* [TEKS BACAAN]:

= = = =

Antara Ramadan dan Aku di Sepuluh Hari Pertama


Yaa anta/i
Jazakumullah khairan telah menyambutku dengan suka cita dari sebelum aku hadir di hidupmu.
Kau ucapkan rindu dan sesekali menyedandungkannya
Setiap posting-an medsosmu tergambar jelas akan kerinduan itu
Aku, dan aku, selalu saja kau sebut
Sebegitu rindukah dirimu terhadapku?

***
Waiyyaki sahabat....
Aku memang rindu padamu.  Rindu akan suasana yang kau buat meriah setiap harinya
Tak hanya meriah, hari-hari bersamamu membuat aku selalu saja merenungi setiap jengkal kehidupan yang telah Allah beri padaku
Siang ataupun malam, keduanya memiliki kesan yang berbeda. Siang mengajarkanku untuk menahan diri dari setiap sudut, sudut yang akan menjungkalkan aku ke dalam golongan yang merugi.
Mulut yang tak henti mengunyah ini harus rela diam sejenak untuk menjaga rasa lapar lebih lama dari biasanya, hingga waktu berbuka tiba.
Dan lidah ini yang berjasa dalam gunjingan atau makian akan ditahan oleh kalimat pujian terhadap-Nya

Kemudian malam menceritakan tentang sesuatu yang tak kudapat dari siang. Meski aku bebas untuk makan, kesibukan bersamamu telah membuatku lupa dan terus mengingat-Nya.

= = = =

* [KUTIPAN DATA]:
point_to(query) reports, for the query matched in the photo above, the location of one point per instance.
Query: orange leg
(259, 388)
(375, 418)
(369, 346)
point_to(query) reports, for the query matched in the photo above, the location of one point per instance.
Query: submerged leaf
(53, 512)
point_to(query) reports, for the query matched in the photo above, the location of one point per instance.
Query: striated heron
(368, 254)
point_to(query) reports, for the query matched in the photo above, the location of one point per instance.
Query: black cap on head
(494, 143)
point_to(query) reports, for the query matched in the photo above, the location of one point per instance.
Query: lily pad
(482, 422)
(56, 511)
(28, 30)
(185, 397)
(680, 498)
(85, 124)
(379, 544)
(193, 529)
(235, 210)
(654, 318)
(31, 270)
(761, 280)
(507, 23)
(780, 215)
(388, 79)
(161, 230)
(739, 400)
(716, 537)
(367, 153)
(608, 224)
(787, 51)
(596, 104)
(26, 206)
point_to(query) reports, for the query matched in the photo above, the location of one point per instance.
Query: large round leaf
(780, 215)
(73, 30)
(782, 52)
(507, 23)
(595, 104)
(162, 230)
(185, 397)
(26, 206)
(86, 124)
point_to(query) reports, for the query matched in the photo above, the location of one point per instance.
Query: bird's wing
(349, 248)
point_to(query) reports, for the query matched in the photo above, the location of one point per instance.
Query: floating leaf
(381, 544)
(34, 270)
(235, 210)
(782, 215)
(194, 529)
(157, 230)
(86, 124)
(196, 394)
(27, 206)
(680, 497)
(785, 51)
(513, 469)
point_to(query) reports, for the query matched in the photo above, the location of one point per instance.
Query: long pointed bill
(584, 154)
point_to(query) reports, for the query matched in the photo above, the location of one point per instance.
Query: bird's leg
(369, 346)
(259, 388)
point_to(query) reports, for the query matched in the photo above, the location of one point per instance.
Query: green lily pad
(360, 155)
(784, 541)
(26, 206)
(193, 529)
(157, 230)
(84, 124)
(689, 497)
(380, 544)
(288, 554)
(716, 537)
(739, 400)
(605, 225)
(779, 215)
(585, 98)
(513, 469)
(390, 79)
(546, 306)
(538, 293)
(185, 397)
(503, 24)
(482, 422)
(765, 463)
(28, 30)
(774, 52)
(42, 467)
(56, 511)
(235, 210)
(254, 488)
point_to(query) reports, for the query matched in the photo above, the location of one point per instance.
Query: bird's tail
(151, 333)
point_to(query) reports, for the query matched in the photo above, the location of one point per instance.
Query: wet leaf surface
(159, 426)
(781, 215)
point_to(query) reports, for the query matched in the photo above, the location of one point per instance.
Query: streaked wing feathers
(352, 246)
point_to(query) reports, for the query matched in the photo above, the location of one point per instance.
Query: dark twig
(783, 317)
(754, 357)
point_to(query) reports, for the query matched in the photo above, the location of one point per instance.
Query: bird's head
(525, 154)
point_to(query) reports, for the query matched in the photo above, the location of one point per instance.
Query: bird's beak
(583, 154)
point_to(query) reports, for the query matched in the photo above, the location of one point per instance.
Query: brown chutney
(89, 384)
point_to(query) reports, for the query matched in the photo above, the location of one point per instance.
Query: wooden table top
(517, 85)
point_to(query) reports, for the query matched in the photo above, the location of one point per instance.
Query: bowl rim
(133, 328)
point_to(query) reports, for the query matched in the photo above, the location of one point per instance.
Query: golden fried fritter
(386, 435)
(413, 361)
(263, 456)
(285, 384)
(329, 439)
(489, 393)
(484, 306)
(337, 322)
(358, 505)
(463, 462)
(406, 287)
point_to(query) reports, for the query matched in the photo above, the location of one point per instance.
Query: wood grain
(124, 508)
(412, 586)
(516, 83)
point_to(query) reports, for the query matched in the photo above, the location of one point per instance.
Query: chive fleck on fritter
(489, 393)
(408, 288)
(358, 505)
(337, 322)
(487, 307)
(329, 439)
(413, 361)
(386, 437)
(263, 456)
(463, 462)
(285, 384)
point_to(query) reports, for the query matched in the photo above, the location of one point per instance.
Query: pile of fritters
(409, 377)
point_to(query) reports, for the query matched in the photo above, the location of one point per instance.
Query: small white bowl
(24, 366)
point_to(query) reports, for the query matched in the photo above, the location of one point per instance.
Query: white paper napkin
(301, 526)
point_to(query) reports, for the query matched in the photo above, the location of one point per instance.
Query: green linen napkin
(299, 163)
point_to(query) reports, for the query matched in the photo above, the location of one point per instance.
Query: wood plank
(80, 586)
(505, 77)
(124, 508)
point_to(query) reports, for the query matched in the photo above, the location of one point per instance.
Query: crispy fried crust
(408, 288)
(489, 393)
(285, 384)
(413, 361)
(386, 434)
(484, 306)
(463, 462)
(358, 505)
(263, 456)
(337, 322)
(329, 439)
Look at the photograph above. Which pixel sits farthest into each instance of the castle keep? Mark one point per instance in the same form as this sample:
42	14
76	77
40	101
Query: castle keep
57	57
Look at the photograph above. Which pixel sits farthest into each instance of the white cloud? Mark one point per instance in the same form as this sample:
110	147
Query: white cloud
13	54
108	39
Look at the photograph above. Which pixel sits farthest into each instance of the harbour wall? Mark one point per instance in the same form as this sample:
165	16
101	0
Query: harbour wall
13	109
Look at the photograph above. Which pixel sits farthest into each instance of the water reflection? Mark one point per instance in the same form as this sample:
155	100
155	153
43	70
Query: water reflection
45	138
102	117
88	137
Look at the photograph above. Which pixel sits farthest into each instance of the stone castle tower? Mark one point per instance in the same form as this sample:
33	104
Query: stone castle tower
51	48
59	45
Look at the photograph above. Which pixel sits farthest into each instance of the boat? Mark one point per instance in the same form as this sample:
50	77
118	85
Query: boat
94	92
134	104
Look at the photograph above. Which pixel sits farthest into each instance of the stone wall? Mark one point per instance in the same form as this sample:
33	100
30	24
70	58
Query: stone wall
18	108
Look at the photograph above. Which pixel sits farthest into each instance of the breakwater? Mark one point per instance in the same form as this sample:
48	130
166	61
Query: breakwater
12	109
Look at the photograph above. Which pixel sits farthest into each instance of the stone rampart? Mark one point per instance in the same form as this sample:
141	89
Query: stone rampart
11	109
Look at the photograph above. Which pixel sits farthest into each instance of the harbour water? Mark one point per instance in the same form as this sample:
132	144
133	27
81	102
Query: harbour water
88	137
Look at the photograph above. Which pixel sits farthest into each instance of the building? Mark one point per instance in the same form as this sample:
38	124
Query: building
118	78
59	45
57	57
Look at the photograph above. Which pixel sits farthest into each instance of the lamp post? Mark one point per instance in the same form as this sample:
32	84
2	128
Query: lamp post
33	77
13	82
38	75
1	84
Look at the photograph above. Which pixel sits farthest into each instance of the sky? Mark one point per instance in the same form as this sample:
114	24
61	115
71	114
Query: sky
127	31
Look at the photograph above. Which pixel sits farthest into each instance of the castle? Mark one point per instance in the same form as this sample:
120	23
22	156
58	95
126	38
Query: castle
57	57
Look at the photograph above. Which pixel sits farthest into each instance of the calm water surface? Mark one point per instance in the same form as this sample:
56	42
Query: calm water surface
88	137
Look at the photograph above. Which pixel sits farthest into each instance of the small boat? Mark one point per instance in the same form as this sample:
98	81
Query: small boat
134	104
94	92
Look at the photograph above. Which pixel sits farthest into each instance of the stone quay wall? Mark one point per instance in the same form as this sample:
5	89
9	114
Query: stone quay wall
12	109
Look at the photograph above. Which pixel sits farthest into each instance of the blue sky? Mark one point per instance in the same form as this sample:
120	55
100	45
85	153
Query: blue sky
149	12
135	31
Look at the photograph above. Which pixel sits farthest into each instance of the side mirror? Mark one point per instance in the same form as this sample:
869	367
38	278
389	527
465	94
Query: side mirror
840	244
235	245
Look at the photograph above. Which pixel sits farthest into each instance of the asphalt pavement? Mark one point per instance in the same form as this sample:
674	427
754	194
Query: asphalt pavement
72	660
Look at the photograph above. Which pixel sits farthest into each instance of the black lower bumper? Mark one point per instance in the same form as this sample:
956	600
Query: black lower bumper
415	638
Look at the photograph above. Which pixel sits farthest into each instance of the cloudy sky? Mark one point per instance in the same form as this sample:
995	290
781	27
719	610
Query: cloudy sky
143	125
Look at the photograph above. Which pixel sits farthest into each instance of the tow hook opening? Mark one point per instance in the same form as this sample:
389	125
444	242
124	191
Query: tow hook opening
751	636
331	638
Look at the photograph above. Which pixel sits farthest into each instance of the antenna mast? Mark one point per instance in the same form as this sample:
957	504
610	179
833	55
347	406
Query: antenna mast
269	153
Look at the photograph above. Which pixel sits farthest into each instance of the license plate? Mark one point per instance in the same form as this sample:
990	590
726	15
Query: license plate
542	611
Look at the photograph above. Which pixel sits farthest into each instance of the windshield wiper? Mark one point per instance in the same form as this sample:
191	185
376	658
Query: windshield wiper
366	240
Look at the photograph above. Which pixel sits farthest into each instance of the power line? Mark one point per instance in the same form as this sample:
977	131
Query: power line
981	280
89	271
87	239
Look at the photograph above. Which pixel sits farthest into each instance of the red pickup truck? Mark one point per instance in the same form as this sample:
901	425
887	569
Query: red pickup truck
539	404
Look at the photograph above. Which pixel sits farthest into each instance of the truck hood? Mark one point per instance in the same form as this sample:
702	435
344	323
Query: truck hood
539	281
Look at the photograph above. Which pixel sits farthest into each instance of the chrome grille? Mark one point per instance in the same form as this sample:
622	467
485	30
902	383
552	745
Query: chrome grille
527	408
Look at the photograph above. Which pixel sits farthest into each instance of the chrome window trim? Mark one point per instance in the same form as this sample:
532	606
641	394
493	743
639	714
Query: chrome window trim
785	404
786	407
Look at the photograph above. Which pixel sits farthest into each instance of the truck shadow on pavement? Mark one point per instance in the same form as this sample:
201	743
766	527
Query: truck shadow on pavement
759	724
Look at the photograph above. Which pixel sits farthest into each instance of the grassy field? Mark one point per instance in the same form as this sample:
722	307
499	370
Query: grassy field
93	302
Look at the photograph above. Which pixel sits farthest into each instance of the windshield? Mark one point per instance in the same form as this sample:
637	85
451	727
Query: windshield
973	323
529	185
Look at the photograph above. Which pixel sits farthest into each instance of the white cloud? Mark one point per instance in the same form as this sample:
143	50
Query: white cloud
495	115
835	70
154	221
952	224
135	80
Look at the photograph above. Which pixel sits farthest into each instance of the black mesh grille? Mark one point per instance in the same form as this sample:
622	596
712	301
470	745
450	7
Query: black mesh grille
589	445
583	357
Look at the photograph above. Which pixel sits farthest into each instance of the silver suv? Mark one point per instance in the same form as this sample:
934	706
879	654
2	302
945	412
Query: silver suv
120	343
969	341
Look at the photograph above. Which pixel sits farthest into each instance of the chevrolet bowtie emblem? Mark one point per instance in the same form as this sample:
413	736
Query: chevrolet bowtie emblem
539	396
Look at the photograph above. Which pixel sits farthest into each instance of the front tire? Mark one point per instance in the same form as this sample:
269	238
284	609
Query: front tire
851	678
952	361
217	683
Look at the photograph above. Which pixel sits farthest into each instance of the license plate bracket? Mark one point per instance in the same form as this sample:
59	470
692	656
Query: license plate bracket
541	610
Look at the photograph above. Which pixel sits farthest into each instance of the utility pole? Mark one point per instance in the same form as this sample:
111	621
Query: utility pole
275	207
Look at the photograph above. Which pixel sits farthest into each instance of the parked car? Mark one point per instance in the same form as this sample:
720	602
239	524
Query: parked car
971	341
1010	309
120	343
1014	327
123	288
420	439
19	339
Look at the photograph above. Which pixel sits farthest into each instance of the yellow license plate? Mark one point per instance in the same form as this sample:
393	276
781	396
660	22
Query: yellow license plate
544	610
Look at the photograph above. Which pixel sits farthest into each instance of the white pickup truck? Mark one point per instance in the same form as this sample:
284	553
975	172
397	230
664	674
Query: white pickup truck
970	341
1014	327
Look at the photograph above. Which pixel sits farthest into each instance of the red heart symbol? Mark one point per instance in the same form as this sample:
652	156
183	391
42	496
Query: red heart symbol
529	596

= = = =

* [PERMINTAAN]: Tuliskan kembali seluruh teks bacaan tentang Ramadan di atas tanpa mengubah satu kata pun.

* [HASIL TUGAS]:
Antara Ramadan dan Aku di Sepuluh Hari Pertama


Yaa anta/i
Jazakumullah khairan telah menyambutku dengan suka cita dari sebelum aku hadir di hidupmu.
Kau ucapkan rindu dan sesekali menyedandungkannya
Setiap posting-an medsosmu tergambar jelas akan kerinduan itu
Aku, dan aku, selalu saja kau sebut
Sebegitu rindukah dirimu terhadapku?

***
Waiyyaki sahabat....
Aku memang rindu padamu.  Rindu akan suasana yang kau buat meriah setiap harinya
Tak hanya meriah, hari-hari bersamamu membuat aku selalu saja merenungi setiap jengkal kehidupan yang telah Allah beri padaku
Siang ataupun malam, keduanya memiliki kesan yang berbeda. Siang mengajarkanku untuk menahan diri dari setiap sudut, sudut yang akan menjungkalkan aku ke dalam golongan yang merugi.
Mulut yang tak henti mengunyah ini harus rela diam sejenak untuk menjaga rasa lapar lebih lama dari biasanya, hingga waktu berbuka tiba.
Dan lidah ini yang berjasa dalam gunjingan atau makian akan ditahan oleh kalimat pujian terhadap-Nya

Kemudian malam menceritakan tentang sesuatu yang tak kudapat dari siang. Meski aku bebas untuk makan, kesibukan bersamamu telah membuatku lupa dan terus mengingat-Nya.